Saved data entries
(begin)

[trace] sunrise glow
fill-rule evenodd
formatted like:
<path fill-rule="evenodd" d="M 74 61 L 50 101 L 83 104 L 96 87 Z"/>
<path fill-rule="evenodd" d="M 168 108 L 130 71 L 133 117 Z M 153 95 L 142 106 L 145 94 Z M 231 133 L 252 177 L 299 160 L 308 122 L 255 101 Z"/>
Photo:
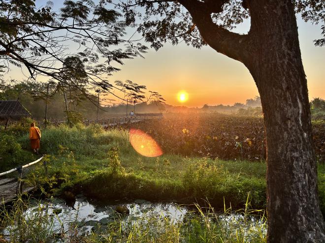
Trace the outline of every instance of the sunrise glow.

(end)
(begin)

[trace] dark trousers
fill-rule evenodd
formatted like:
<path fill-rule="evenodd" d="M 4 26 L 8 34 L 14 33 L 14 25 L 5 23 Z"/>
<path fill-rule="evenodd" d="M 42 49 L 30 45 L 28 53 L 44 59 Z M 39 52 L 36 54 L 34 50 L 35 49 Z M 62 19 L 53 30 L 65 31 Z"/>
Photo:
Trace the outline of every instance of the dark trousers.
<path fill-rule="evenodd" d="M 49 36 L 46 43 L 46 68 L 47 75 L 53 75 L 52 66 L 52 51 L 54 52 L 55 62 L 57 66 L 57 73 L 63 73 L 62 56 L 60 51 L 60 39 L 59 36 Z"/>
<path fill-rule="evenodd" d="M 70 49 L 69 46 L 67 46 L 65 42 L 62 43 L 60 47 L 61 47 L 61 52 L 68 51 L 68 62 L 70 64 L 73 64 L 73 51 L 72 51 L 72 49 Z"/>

(end)
(begin)

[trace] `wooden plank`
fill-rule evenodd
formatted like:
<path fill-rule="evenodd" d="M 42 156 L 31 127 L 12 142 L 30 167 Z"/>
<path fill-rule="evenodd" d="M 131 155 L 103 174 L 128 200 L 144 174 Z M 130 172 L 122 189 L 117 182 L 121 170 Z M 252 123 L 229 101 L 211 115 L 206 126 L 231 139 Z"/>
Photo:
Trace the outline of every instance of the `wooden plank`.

(end)

● **What is needed**:
List the lines of the material above from the line containing "[trace] dark trousers" through the line containing "70 49 L 69 46" as a numbered list, omitting any blank lines.

● **Worked solution**:
1. [trace] dark trousers
2. fill-rule evenodd
3. formatted like:
4. <path fill-rule="evenodd" d="M 4 26 L 8 34 L 14 33 L 14 25 L 5 23 Z"/>
5. <path fill-rule="evenodd" d="M 42 49 L 30 45 L 28 53 L 44 59 Z M 39 52 L 36 54 L 34 50 L 35 49 Z M 62 19 L 53 30 L 65 31 Z"/>
6. Photo:
7. Trace the outline of every instance of the dark trousers.
8. <path fill-rule="evenodd" d="M 49 36 L 46 43 L 46 68 L 47 75 L 53 75 L 52 66 L 52 51 L 54 52 L 55 62 L 57 66 L 57 73 L 63 73 L 62 56 L 60 51 L 60 39 L 59 36 Z"/>
9. <path fill-rule="evenodd" d="M 70 49 L 69 46 L 67 46 L 65 42 L 62 43 L 60 47 L 61 47 L 61 52 L 68 51 L 68 62 L 70 64 L 73 64 L 73 51 L 72 51 L 72 49 Z"/>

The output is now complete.